• **REQUIRED TASK**
Reproduce every item below word for word, leaving each line unchanged.

Items for identifying locations
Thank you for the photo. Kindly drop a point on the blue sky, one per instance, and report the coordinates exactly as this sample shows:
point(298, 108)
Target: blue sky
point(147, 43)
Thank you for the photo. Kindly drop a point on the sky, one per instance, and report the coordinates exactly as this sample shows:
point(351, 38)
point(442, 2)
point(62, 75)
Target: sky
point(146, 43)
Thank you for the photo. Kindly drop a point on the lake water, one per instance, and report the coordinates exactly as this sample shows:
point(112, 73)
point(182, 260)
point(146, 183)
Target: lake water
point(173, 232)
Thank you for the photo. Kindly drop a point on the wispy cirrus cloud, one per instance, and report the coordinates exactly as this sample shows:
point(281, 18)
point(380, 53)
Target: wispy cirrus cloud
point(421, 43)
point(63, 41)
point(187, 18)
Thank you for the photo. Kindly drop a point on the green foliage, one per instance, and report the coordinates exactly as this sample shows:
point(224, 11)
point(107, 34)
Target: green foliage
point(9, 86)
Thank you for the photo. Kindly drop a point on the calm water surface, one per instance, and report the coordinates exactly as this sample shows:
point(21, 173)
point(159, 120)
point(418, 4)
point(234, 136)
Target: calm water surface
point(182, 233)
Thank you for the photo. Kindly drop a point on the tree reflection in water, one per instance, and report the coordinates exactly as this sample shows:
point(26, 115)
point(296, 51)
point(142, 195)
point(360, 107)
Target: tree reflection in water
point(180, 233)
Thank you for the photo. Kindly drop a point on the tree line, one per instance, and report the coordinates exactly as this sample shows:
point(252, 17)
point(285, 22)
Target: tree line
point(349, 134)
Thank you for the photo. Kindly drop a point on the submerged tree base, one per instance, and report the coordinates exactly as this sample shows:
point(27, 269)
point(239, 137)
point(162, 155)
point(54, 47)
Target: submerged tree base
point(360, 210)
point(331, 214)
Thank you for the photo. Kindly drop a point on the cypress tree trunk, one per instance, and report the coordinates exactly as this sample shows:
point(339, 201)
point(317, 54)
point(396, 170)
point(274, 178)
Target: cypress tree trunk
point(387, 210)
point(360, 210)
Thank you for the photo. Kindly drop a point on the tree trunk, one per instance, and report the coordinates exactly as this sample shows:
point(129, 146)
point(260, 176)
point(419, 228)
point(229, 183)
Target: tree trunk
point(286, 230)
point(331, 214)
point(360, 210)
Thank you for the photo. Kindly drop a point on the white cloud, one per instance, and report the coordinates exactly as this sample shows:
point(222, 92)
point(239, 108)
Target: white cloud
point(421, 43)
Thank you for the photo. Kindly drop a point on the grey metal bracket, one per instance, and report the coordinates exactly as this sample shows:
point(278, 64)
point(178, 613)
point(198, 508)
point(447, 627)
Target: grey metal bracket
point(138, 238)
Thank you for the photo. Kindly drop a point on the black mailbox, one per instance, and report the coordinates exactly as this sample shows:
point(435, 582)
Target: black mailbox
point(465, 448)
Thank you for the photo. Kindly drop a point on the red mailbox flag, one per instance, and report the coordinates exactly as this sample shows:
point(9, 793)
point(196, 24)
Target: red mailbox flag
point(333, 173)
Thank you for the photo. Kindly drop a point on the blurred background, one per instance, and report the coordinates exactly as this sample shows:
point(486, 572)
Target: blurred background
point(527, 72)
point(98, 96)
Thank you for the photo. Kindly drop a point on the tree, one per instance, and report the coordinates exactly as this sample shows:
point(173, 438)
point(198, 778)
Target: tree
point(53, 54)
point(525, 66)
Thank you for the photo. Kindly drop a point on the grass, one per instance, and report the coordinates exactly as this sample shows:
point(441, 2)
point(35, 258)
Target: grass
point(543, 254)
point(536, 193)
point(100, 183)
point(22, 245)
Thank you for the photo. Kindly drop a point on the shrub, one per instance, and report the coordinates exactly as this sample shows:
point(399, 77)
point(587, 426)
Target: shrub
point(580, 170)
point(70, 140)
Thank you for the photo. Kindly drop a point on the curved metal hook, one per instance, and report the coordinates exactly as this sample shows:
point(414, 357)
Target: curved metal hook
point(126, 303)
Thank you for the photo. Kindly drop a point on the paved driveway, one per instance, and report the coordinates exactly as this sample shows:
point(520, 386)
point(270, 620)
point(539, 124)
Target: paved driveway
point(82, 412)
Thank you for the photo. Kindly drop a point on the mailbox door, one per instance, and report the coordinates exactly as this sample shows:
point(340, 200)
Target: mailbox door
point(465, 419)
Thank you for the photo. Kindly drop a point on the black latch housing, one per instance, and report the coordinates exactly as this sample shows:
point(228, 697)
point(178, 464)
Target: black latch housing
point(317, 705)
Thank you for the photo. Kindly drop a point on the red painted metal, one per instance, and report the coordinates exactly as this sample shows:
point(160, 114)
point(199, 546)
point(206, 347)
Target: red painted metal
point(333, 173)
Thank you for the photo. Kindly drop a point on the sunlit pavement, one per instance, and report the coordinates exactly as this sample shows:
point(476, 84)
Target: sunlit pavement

• **SOLUTION FOR THIS EXERCISE**
Thank you for the photo. Kindly drop a point on the blue sky, one per instance, and report the coordinates exactly as this sample shows:
point(298, 108)
Target: blue sky
point(147, 43)
Thank you for the photo. Kindly drop a point on the sky, one per instance, and report the coordinates exactly as this sample shows:
point(351, 38)
point(442, 2)
point(62, 75)
Target: sky
point(146, 43)
Thank you for the photo. Kindly drop a point on the lake water, one per instance, and report the coordinates exactly as this sample shows:
point(112, 73)
point(182, 260)
point(146, 183)
Target: lake water
point(173, 232)
Thank you for the photo. Kindly drop a point on the wispy cirrus cloud, one per instance, and report the coordinates exactly as this sample shows:
point(281, 18)
point(380, 53)
Target: wispy cirrus cloud
point(421, 43)
point(63, 41)
point(187, 18)
Thank you for the photo. Kindly drop a point on the green foliage, one per instance, and report the coordinates exactly as this sample shows:
point(224, 11)
point(107, 34)
Target: green foliage
point(9, 86)
Thank you for the photo. Kindly drop a point on the calm water surface, one per instance, and report the coordinates exactly as this sample shows:
point(21, 173)
point(159, 120)
point(418, 4)
point(234, 136)
Target: calm water surface
point(182, 233)
Thank you for the photo. Kindly drop a point on the tree reflection in water, one per instance, and report the coordinates exactly as this sample shows:
point(26, 115)
point(296, 51)
point(142, 195)
point(360, 107)
Target: tree reflection in water
point(180, 233)
Thank you for the photo. Kindly drop a point on the tree line, one per instance, and report the coordinates exactly as this sample shows:
point(252, 17)
point(285, 22)
Target: tree line
point(349, 134)
Thank you for the photo. Kindly drop a point on the submerged tree base, one per instance, and report the coordinates exactly as this sample shows:
point(27, 269)
point(239, 137)
point(162, 155)
point(54, 47)
Target: submerged tree base
point(360, 210)
point(331, 214)
Thank you for the photo. Kindly drop a point on the cypress tree trunk, one per instance, and report the coordinates exactly as this sample shows:
point(339, 201)
point(317, 54)
point(396, 170)
point(274, 178)
Target: cypress tree trunk
point(387, 210)
point(360, 210)
Thank you for the photo. Kindly drop a point on the tree trunk, one per instance, and report the coordinates exactly as this sample shows:
point(129, 146)
point(260, 176)
point(419, 228)
point(229, 183)
Target: tree trunk
point(286, 230)
point(331, 214)
point(360, 210)
Thank you for the photo. Kindly drop a point on the white cloud, one per instance, and report the coordinates exactly as this sample shows:
point(222, 92)
point(239, 108)
Target: white cloud
point(421, 43)
Thank you for the photo. Kindly drop a point on the grey metal bracket, one per instance, and report the coordinates exactly as this sample shows:
point(278, 64)
point(178, 613)
point(198, 508)
point(447, 627)
Target: grey metal bracket
point(138, 238)
Thank you for the photo. Kindly drop a point on the black mailbox, one per instance, and report the coordinates exactly as this sample shows:
point(435, 582)
Target: black mailbox
point(465, 448)
Thank you for the photo. Kindly drop a point on the red mailbox flag, one per instance, and report the coordinates exactly as this sample shows:
point(9, 793)
point(196, 24)
Target: red mailbox flag
point(333, 173)
Thank you for the photo. Kindly drop a point on the blurred background, one per instance, and report the coordinates exactly as this sample shows:
point(486, 572)
Target: blurred background
point(527, 72)
point(98, 96)
Thank you for the photo. Kindly drop a point on the tree, one per instance, and report the coordinates exactly as this sample shows:
point(173, 438)
point(198, 778)
Target: tree
point(53, 54)
point(525, 66)
Thank you for the photo. Kindly drop a point on the grass, one per instance, and report the coordinates exactly as this sample shows:
point(441, 2)
point(35, 258)
Target: grass
point(543, 254)
point(536, 193)
point(100, 183)
point(22, 245)
Thank you for the photo. Kindly drop a point on the shrub, one per instance, and report the coordinates exactly as this sample shows:
point(399, 77)
point(587, 426)
Target: shrub
point(580, 170)
point(70, 140)
Thank you for the photo. Kindly drop a point on the curved metal hook, one per instance, and report the coordinates exactly as this sample shows:
point(414, 357)
Target: curved metal hook
point(126, 303)
Thank you for the photo. Kindly drop a point on the paved driveway, one per instance, and report the coordinates exactly as this sample shows:
point(520, 386)
point(270, 620)
point(539, 124)
Target: paved driveway
point(82, 412)
Thank you for the photo. Kindly drop a point on the mailbox door, one per instance, and report the coordinates exactly as this sample shows:
point(340, 200)
Target: mailbox door
point(465, 419)
Thank you for the photo. Kindly drop a point on the black latch housing, one per instance, and report the coordinates exactly as this sample shows:
point(228, 697)
point(178, 464)
Target: black latch housing
point(317, 705)
Thank you for the photo. Kindly drop a point on the red painted metal, one per instance, and report the coordinates exactly as this sample shows:
point(160, 114)
point(199, 546)
point(206, 347)
Target: red painted metal
point(333, 173)
Thank you for the photo. Kindly drop a point on the sunlit pavement, one per instance, and report the coordinates exactly as this sample shows:
point(476, 84)
Target: sunlit pavement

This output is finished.